#### Assignment:
All lines from the one that mentions "# each coordinate" through the last of the entries below must be copied exactly, with both ends kept.

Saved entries
==========
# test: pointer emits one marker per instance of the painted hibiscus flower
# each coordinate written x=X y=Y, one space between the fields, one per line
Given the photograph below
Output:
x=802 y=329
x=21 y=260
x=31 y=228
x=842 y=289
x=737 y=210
==========
#### Task result:
# each coordinate written x=X y=Y, one space between the fields, one per line
Given the photograph below
Output:
x=802 y=329
x=21 y=260
x=31 y=228
x=842 y=289
x=737 y=210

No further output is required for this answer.